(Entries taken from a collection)
★ ★ ★ ★ ★

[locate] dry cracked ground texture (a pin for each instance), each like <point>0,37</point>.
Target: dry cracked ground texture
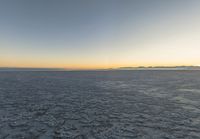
<point>100,105</point>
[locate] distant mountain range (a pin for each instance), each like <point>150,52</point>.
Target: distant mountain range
<point>120,68</point>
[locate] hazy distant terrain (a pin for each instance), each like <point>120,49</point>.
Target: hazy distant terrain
<point>99,104</point>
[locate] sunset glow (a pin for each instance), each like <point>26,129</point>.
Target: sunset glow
<point>99,34</point>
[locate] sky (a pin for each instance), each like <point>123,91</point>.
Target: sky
<point>93,34</point>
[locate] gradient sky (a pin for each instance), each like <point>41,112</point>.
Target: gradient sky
<point>89,34</point>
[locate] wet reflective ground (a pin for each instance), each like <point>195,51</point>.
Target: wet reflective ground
<point>100,105</point>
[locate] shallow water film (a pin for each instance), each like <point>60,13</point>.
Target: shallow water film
<point>100,105</point>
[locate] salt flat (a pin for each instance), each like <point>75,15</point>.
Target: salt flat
<point>99,104</point>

★ ★ ★ ★ ★

Reproduce the material word for word. Any pictures should be left out of the copy.

(THE ANSWER)
[locate] dry cracked ground texture (a pin for each instance), each like <point>0,37</point>.
Target: dry cracked ground texture
<point>100,105</point>
[locate] distant mountain range (a pin for each instance), each like <point>150,52</point>.
Target: distant mountain range
<point>120,68</point>
[locate] hazy distant terrain (a pin for each instance), each like <point>120,49</point>.
Target: hazy distant terrain
<point>99,104</point>
[locate] sunset glow (a pin for each instance), each like <point>26,129</point>.
Target: sunset glow
<point>99,34</point>
[locate] sky (a pin for each instance), each like <point>123,91</point>.
Target: sky
<point>93,34</point>
[locate] gradient sky (a pin for each instance), each like <point>41,112</point>.
Target: gradient sky
<point>89,34</point>
[locate] wet reflective ground (a pin for each instance), each like <point>195,51</point>.
Target: wet reflective ground
<point>100,105</point>
[locate] shallow water film (a pin for each instance), each like <point>60,13</point>.
Target: shallow water film
<point>100,105</point>
[locate] salt flat (a pin for each instance), each like <point>75,15</point>.
Target: salt flat
<point>99,104</point>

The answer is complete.